What to produce
In two sentences, summarize the radio transcript below about Black men applying to medical school.

Excerpt
┄┄┄┄┄┄

RACHEL MARTIN, HOST:
Here's a surprising statistic - last year, fewer African-American men applied to medical school than they did three decades ago. To find out why, Lauren Silverman from KERA in Dallas spoke with several black med school students about the path that got them there.
LAUREN SILVERMAN, BYLINE: After a long day with patients at the veterans' hospital in Dallas, Oviea Akpotaire is unpacking groceries on his kitchen counter.
OVIEA AKPOTAIRE: Milk and beef jerky and cereal, this random cucumber that I bought because Jeff bought a cucumber, too.
SILVERMAN: Jeffrey Okonye is his friend and fellow fourth-year medical student at University of Texas Southwestern. They're in a class of 237 people. Okonye points out there are only five black men.
JEFFREY OKONYE: I knew the ones above us, below us because there aren't that many in either.
SILVERMAN: Do you guys stick together as a group?
OKONYE: No, I wouldn't say we're, like, this large group of black males walking around (laughter) but we all kind of know each other. It's comforting to see another person that looks like you.

┄┄┄┄┄┄

Given information
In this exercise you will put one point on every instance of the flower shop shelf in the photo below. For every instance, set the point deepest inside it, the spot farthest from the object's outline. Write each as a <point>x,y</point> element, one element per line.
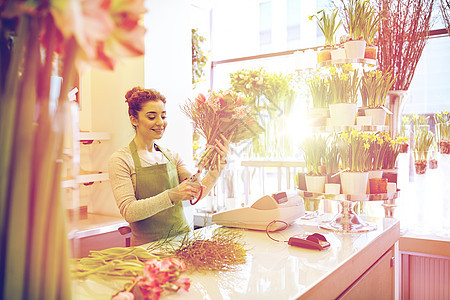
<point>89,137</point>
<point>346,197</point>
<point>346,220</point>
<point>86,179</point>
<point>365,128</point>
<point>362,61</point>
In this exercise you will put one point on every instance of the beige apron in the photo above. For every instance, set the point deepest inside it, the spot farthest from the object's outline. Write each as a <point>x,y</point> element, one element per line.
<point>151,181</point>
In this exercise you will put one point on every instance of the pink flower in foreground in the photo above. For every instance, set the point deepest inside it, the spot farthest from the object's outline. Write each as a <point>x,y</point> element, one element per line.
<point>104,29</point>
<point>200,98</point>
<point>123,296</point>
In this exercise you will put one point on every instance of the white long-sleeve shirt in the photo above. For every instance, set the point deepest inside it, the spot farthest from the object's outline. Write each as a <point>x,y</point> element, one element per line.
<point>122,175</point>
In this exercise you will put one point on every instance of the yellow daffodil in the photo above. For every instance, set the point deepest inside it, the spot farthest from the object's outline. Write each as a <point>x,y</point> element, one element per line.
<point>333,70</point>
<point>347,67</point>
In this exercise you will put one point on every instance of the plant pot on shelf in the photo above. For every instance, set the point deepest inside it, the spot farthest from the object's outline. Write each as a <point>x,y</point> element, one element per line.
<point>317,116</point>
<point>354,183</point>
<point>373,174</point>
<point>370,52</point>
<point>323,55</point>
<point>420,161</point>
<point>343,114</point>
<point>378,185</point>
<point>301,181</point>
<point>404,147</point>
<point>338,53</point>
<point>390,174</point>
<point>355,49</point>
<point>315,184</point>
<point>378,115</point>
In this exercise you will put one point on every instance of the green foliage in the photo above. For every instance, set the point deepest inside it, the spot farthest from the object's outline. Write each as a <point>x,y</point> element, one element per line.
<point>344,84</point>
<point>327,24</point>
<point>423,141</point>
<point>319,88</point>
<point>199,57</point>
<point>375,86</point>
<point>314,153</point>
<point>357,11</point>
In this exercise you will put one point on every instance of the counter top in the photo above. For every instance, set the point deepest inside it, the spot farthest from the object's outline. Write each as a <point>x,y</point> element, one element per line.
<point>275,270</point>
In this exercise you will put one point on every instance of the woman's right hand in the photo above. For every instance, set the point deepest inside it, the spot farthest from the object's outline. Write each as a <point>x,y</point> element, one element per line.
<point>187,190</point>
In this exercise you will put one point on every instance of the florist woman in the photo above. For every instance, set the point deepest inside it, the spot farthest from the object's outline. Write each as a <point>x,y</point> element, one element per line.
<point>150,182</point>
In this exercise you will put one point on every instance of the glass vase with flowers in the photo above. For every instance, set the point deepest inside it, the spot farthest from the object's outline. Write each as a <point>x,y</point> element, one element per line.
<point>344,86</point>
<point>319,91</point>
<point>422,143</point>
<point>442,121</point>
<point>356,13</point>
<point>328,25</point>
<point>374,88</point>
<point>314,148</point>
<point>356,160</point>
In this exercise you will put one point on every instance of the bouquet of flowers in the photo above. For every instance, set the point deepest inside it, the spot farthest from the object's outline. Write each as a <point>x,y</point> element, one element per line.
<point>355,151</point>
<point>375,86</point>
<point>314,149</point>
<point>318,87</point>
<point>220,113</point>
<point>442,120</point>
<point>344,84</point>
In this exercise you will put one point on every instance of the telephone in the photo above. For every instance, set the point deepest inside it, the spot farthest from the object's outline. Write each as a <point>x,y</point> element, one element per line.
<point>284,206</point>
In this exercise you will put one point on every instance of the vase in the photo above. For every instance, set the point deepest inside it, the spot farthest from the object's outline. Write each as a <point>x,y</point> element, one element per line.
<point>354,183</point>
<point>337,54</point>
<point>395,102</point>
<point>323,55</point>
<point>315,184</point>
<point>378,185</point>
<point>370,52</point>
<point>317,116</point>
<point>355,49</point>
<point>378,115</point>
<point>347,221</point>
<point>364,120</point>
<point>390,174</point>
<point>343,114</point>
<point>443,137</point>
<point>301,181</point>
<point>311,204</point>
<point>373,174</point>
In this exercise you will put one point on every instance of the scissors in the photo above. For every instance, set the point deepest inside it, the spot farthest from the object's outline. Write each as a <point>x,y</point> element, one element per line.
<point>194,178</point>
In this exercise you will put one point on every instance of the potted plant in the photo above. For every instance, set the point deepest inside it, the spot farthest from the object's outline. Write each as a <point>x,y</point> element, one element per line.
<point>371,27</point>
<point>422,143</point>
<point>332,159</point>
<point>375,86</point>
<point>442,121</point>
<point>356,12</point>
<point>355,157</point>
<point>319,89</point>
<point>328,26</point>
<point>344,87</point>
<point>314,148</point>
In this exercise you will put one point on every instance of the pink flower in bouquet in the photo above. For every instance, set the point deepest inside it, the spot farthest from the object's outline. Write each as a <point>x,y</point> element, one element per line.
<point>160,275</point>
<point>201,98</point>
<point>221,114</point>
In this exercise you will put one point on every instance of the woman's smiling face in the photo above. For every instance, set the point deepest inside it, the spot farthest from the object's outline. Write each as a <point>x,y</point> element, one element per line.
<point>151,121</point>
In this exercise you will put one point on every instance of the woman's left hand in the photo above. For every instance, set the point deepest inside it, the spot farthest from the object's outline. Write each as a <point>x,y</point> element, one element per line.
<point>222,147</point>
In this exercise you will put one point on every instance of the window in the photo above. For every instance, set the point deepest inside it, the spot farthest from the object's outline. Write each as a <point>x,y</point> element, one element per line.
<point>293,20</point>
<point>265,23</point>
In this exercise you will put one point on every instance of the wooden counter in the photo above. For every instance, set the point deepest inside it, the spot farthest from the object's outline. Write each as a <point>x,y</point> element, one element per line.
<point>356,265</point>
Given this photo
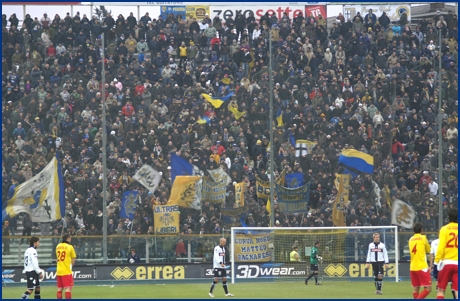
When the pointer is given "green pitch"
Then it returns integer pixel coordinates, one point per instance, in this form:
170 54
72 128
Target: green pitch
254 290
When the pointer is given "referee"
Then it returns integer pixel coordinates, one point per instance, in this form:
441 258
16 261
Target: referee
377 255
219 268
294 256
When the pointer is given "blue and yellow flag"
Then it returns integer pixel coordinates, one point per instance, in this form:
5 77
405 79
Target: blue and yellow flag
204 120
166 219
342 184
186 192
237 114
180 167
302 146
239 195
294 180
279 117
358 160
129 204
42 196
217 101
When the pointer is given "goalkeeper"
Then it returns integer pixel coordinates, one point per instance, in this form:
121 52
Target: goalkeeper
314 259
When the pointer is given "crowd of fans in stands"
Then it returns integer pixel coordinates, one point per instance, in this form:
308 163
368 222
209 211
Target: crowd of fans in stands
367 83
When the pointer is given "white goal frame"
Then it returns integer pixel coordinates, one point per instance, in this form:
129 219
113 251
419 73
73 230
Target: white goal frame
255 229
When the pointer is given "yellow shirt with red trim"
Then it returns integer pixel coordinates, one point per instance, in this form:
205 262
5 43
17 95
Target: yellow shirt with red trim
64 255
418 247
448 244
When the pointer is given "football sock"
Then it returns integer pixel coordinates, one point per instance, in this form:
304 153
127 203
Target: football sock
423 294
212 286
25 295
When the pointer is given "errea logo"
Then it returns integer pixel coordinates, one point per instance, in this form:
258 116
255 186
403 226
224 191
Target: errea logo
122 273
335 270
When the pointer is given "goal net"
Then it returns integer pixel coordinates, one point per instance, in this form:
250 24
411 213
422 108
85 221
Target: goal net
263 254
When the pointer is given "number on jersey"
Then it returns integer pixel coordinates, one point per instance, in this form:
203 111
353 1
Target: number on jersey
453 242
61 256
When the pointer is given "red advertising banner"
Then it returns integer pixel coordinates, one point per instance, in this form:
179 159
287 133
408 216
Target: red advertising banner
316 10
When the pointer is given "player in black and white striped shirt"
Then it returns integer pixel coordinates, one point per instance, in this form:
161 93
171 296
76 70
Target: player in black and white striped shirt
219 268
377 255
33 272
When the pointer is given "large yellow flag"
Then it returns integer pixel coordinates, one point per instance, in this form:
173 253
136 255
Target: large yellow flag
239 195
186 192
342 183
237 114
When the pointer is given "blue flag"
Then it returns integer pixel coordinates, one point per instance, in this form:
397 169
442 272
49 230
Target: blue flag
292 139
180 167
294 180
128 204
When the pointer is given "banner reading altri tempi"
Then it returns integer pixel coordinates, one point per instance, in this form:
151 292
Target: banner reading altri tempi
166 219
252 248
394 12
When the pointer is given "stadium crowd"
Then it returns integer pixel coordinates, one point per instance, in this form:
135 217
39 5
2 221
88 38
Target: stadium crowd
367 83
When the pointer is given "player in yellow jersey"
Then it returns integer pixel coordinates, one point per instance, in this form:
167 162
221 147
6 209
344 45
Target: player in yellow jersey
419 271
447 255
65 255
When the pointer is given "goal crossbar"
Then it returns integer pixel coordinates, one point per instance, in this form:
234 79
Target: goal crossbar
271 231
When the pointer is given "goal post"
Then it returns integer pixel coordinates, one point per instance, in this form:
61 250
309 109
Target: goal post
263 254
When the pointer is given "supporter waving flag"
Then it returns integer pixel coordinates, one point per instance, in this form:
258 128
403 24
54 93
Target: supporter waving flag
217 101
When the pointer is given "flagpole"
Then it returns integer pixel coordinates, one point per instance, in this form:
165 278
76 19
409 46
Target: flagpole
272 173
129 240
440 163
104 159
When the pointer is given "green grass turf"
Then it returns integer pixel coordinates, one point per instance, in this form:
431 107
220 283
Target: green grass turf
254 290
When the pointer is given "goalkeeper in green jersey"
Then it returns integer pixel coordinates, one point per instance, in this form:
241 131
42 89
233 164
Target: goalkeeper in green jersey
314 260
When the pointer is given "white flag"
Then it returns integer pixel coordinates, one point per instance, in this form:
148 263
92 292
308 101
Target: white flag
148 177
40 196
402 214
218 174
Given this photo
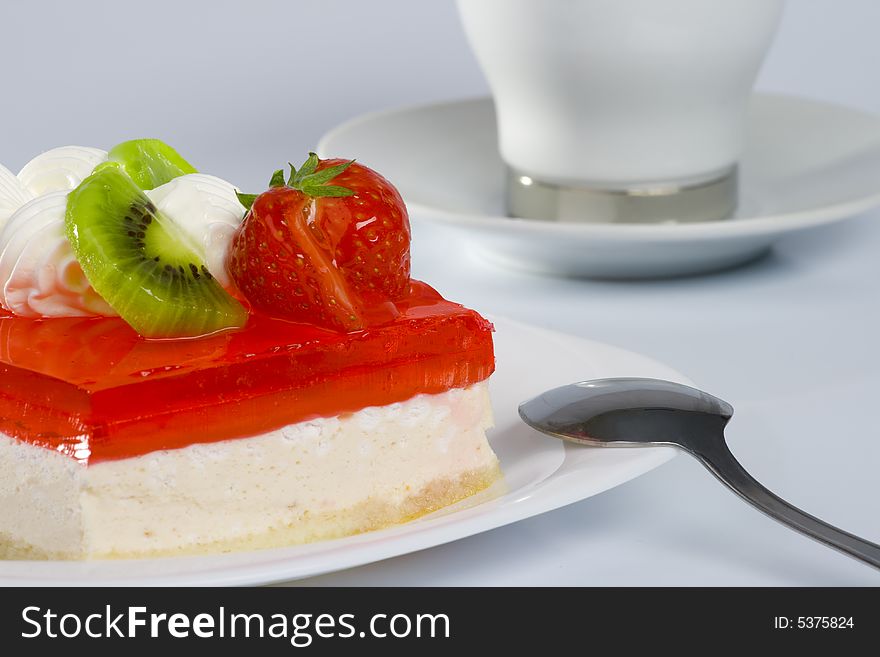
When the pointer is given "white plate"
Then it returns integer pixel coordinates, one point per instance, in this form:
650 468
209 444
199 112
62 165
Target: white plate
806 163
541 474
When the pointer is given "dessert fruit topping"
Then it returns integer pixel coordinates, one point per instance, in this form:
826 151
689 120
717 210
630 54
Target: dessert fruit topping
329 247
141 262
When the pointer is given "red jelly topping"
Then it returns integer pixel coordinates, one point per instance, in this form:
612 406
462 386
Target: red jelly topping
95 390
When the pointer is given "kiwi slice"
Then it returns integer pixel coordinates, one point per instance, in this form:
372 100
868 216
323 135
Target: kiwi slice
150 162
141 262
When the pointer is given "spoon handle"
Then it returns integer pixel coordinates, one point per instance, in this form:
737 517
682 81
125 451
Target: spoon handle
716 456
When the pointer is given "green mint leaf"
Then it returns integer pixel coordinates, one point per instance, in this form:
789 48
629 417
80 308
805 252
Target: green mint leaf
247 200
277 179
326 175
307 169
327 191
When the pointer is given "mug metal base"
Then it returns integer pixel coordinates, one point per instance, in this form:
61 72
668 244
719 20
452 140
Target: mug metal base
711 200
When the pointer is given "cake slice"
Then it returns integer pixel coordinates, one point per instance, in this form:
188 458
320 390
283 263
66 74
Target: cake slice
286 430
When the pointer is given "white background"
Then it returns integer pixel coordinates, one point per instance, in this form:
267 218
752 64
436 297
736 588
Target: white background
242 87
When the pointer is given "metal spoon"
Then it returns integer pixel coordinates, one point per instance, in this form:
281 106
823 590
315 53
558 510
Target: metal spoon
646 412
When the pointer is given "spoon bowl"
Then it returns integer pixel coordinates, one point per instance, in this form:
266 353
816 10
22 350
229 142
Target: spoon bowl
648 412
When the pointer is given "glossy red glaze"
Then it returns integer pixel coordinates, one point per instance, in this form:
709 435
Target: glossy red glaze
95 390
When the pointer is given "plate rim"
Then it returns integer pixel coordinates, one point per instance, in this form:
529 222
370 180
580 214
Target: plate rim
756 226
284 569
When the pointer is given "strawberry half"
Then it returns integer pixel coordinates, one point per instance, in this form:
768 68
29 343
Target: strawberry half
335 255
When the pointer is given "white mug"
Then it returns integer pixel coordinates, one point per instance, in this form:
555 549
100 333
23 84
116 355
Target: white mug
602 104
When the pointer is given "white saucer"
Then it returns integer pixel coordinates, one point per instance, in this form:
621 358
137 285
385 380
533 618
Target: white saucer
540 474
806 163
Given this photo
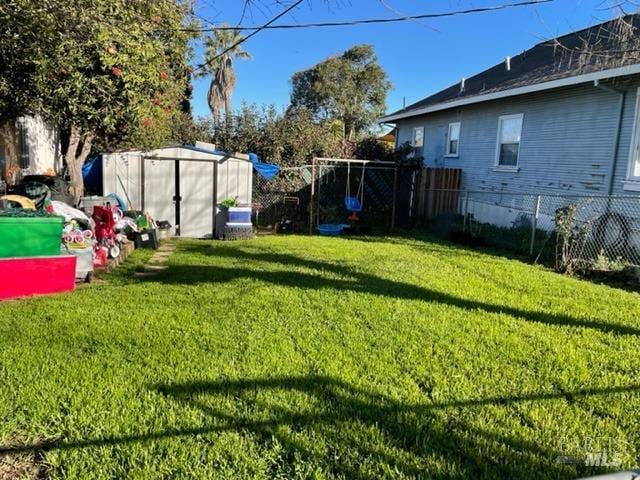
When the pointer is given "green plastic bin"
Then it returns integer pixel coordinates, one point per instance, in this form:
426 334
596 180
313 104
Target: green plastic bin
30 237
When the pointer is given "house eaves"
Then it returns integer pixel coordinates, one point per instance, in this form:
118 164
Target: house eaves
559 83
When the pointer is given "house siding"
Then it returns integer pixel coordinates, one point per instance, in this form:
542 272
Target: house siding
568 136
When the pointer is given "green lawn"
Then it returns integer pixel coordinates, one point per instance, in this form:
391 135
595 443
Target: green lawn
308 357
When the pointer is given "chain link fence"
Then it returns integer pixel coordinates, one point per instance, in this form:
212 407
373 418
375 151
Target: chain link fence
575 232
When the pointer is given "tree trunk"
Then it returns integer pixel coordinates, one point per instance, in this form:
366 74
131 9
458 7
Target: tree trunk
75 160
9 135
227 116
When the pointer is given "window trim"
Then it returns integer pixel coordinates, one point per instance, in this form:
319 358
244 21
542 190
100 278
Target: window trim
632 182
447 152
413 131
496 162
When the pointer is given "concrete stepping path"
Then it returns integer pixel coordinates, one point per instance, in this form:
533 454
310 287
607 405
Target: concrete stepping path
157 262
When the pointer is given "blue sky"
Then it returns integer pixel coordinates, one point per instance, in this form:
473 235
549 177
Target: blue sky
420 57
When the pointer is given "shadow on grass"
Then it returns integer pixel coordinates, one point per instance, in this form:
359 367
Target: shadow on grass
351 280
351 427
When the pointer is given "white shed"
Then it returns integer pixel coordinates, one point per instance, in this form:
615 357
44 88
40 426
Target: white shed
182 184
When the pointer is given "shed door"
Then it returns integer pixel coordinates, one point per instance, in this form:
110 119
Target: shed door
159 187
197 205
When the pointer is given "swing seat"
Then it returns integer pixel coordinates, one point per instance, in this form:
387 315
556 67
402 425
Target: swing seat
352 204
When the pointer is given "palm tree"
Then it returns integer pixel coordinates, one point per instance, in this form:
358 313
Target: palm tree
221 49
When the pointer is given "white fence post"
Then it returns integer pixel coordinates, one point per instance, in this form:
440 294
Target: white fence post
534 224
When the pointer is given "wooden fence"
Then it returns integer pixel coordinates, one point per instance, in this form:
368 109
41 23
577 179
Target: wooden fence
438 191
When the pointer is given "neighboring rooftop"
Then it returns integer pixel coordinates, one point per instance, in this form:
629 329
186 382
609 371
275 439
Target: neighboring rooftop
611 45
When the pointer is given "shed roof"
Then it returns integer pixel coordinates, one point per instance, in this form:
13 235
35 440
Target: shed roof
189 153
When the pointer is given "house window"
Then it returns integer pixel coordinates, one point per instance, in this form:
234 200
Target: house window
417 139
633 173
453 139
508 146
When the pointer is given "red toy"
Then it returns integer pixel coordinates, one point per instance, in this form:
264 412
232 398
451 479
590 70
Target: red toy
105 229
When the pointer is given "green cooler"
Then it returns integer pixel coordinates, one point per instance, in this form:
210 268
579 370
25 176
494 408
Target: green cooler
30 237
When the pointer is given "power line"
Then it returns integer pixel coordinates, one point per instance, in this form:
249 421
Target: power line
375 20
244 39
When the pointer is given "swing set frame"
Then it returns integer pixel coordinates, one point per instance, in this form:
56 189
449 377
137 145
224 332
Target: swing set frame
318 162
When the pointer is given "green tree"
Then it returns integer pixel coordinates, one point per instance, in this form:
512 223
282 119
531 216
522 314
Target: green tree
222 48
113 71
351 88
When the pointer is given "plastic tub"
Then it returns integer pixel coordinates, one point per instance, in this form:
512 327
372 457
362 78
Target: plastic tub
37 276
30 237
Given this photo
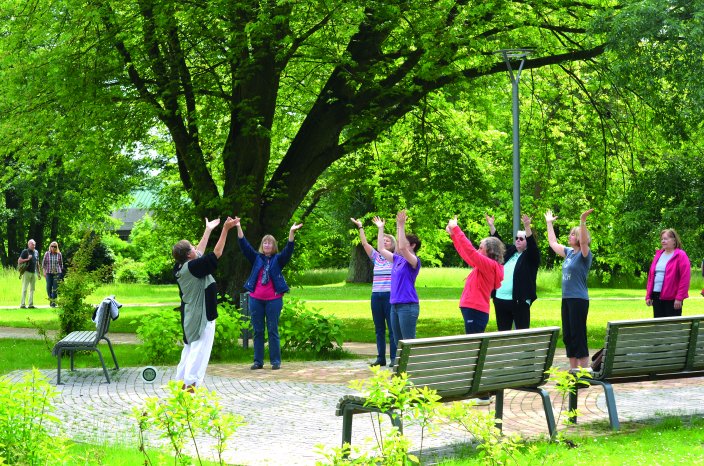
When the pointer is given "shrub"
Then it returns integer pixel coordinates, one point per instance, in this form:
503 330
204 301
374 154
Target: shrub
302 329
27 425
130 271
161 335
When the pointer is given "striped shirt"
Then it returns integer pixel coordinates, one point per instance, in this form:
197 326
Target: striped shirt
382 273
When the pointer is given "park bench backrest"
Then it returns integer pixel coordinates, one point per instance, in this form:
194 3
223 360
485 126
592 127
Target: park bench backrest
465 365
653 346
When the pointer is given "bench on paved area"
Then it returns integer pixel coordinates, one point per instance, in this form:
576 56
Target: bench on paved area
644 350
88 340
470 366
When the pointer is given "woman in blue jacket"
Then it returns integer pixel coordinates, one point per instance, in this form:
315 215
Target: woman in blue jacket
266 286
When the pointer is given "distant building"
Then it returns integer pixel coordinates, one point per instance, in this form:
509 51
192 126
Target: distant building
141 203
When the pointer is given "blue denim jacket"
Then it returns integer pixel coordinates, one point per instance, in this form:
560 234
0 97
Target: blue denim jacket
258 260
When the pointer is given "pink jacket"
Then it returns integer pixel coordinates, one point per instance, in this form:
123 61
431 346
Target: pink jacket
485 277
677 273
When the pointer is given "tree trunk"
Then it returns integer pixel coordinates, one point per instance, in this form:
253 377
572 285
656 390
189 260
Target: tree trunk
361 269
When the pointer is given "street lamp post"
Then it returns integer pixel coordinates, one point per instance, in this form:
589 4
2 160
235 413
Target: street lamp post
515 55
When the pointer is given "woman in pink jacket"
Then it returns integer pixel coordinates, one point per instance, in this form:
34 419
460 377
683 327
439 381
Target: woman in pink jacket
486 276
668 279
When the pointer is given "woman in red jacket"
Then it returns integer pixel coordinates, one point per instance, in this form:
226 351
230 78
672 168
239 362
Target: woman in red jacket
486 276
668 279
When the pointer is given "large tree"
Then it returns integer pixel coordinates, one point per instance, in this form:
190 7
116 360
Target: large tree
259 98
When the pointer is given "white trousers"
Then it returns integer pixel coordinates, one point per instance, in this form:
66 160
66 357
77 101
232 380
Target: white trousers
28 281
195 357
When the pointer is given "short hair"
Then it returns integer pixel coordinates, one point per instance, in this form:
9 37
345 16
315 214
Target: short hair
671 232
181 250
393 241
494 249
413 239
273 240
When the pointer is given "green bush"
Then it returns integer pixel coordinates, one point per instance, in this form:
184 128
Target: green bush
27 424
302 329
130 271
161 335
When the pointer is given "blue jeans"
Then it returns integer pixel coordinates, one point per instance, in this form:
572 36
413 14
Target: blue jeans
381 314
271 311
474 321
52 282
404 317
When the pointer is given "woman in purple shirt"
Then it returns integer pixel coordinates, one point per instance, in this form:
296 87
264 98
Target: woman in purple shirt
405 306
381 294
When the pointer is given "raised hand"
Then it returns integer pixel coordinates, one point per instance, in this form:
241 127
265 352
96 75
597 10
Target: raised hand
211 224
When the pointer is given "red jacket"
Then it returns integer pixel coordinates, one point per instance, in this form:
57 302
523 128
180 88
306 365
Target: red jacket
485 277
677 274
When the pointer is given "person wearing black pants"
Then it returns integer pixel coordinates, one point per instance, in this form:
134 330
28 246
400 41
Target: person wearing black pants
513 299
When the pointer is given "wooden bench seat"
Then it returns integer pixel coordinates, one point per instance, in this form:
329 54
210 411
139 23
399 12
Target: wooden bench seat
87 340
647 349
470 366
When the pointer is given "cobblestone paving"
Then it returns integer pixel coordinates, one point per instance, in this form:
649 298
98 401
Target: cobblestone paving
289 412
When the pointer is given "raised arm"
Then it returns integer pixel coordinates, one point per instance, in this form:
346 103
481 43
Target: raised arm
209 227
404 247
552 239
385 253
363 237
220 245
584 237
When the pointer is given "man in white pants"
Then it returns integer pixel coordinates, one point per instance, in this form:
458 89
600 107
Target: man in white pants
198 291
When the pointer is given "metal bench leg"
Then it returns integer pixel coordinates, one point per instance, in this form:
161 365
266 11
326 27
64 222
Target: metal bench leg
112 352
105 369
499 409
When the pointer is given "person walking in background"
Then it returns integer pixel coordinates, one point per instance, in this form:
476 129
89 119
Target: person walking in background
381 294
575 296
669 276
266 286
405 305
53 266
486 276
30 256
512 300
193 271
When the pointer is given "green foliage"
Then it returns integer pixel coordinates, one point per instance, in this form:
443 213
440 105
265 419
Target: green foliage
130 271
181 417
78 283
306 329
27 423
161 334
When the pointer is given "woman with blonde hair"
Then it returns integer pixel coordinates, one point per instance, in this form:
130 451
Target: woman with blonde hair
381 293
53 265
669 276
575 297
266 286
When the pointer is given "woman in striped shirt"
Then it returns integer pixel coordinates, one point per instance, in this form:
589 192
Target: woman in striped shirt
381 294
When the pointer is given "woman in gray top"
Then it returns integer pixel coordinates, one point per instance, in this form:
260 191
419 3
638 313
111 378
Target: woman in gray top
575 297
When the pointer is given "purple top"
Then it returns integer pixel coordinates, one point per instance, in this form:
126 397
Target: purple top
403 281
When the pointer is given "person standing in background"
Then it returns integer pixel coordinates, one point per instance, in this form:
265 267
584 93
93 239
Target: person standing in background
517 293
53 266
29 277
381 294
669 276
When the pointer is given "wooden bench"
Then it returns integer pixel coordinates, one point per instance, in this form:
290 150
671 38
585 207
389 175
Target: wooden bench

┄┄┄┄┄┄

Solution for this problem
Last year, fewer African-American men applied to medical school than three decades earlier, so Lauren Silverman of KERA in Dallas spoke with Black medical students about how they got there. Fourth-year students Oviea Akpotaire and Jeffrey Okonye at University of Texas Southwestern are in a class of 237 that includes only five Black men, and Okonye says that although they don't move around as a large group, they all know each other and it's comforting to see someone who looks like you.